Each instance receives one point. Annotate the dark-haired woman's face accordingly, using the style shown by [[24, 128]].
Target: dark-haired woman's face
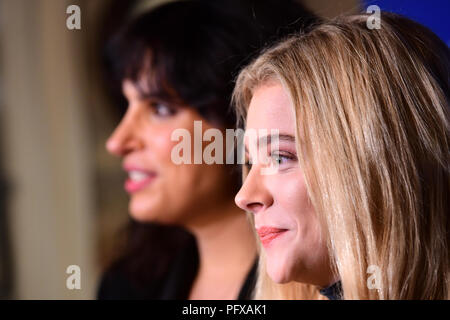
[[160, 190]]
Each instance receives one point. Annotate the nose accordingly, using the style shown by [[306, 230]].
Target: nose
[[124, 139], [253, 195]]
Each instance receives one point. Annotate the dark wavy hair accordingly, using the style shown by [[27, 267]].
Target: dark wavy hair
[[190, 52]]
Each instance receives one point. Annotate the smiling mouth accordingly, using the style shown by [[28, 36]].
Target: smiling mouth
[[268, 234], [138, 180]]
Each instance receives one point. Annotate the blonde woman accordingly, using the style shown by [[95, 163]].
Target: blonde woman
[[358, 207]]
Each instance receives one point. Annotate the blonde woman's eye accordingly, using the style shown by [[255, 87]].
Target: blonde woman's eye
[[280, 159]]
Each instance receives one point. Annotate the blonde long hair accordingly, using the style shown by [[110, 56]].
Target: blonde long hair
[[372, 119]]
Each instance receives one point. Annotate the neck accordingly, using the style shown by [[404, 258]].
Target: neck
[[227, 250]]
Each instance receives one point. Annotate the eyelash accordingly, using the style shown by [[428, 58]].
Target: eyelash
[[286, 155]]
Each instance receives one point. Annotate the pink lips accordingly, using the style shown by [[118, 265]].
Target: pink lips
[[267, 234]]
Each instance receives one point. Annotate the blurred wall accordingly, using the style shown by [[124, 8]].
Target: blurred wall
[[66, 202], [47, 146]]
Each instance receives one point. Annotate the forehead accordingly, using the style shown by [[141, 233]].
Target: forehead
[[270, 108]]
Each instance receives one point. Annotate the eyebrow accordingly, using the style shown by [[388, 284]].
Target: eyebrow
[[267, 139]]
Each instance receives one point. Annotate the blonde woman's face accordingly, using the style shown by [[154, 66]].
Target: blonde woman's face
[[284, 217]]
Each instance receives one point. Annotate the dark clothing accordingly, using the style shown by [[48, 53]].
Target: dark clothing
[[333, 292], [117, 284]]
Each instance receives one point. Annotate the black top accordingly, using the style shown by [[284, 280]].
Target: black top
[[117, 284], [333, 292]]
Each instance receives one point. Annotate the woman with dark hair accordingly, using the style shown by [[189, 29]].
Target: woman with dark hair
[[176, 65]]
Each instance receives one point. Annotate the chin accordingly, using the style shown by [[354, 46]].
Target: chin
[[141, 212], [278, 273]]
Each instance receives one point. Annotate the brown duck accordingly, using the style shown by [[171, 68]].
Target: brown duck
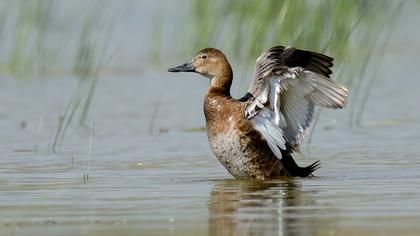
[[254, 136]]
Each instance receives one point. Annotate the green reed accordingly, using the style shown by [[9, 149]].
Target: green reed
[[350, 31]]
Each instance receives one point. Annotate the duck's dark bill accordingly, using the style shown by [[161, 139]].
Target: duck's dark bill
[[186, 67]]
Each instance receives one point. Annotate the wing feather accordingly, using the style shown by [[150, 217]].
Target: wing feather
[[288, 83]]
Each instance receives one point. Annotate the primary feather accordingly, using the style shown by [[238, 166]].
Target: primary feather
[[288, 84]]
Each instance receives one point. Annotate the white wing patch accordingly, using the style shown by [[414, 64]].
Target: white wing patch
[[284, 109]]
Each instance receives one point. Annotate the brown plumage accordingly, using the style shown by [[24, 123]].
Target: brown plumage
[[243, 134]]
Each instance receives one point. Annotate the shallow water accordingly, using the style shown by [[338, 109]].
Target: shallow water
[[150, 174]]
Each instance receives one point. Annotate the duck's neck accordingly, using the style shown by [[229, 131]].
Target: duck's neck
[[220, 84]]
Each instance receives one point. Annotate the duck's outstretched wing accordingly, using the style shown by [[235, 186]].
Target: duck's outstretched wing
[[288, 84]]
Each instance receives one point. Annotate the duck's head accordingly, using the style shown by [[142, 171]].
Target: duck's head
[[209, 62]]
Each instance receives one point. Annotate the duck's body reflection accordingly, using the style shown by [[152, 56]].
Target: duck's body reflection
__________________________________________________
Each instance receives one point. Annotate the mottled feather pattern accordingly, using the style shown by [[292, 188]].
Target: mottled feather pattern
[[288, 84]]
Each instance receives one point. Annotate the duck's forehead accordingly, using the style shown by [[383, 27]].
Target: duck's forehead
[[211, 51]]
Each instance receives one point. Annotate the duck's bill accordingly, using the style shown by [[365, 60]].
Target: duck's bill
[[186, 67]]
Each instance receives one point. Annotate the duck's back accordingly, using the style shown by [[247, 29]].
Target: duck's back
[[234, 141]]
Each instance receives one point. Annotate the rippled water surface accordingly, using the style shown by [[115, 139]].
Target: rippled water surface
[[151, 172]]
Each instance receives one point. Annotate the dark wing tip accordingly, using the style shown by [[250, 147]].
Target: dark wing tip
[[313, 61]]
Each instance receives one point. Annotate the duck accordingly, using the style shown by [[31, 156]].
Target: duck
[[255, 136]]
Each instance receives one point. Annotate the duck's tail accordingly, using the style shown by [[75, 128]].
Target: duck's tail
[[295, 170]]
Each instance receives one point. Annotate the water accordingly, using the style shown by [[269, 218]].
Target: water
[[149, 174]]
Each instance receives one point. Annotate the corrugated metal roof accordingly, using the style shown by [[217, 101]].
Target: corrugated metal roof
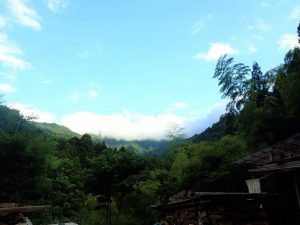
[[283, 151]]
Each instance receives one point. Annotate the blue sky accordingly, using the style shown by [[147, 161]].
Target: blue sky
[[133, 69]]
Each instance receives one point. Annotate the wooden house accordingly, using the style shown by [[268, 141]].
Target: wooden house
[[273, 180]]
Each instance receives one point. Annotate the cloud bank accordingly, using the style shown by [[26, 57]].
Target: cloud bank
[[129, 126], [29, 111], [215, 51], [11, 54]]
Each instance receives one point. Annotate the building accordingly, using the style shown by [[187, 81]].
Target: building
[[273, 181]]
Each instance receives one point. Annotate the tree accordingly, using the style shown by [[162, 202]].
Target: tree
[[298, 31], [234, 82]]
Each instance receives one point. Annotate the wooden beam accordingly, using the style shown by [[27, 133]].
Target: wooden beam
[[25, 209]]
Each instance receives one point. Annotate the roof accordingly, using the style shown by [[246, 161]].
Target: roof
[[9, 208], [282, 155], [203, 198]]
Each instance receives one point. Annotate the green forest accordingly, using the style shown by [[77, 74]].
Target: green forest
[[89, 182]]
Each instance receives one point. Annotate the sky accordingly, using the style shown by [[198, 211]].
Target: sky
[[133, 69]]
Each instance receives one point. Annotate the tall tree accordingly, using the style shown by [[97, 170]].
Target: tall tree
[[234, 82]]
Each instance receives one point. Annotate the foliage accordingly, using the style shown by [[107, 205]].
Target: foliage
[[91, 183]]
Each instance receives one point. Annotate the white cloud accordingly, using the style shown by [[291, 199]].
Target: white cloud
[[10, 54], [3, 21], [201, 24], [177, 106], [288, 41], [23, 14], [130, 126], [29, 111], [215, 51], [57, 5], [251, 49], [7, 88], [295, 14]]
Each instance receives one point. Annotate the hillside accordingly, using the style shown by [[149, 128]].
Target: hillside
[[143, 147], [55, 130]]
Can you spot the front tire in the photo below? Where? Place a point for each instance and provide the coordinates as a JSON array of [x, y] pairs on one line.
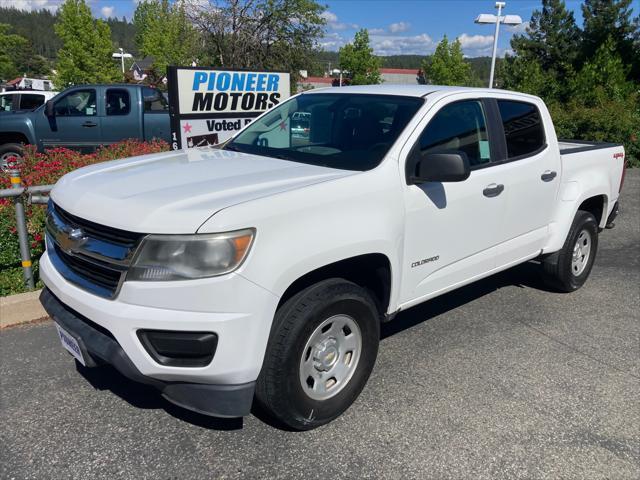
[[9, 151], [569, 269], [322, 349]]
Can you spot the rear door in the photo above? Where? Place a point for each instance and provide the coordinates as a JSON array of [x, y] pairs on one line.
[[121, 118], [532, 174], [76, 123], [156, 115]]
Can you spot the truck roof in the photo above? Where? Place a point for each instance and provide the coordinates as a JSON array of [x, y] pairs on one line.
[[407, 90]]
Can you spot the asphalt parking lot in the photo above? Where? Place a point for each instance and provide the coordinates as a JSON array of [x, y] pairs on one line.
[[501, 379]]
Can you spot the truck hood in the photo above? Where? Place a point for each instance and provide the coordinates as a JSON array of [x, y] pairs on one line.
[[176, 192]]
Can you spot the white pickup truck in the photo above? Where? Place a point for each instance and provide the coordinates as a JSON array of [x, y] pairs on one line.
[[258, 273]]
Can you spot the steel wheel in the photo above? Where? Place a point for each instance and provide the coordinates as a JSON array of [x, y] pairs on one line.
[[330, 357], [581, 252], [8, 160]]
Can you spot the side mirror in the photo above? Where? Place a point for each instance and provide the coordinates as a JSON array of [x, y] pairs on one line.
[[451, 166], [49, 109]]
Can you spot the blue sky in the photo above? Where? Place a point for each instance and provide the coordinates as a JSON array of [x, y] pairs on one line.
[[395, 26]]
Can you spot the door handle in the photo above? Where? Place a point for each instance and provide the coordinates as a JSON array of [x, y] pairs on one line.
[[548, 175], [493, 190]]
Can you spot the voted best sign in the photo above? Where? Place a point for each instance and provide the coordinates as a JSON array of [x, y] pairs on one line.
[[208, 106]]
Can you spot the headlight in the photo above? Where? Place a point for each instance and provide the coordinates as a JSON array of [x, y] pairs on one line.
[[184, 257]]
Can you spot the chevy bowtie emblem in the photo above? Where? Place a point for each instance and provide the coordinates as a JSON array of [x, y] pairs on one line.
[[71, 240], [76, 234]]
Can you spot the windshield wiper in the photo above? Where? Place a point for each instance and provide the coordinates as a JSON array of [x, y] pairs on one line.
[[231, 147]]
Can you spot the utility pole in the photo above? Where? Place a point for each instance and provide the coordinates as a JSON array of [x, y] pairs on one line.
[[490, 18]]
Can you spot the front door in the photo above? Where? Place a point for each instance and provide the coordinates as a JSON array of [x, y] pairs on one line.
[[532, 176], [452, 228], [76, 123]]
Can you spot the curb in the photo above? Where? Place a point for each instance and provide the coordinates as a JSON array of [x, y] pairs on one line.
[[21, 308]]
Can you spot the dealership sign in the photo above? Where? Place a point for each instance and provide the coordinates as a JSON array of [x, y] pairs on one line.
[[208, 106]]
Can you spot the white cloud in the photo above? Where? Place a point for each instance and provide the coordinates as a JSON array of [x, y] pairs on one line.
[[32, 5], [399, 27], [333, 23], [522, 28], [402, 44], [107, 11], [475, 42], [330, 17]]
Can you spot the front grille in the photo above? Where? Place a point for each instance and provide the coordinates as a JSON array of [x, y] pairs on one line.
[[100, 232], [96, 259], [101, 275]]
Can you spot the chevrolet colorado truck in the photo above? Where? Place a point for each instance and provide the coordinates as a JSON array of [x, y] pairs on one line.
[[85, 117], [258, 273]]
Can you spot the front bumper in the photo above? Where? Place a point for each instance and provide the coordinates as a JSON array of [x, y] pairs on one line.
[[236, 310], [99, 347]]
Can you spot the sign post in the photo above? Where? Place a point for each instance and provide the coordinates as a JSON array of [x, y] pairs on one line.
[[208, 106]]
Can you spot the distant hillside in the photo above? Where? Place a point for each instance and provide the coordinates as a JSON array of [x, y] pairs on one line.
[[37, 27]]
__________________________________________________
WHAT YOU SHOULD DO
What is needed is a verbatim copy of every line in the records above from the one containing "Each instance receives one point. Annotate the smiling" down to the one containing "by [[95, 163]].", both included, and nothing more.

WRITTEN RESPONSE
Each instance receives one point. Annotate the smiling mouth accordingly, using the style shown by [[28, 36]].
Target: smiling mouth
[[268, 234], [138, 180]]
Each instance receives one point. Annotate the blonde woman accordingly, using the style shown by [[95, 163]].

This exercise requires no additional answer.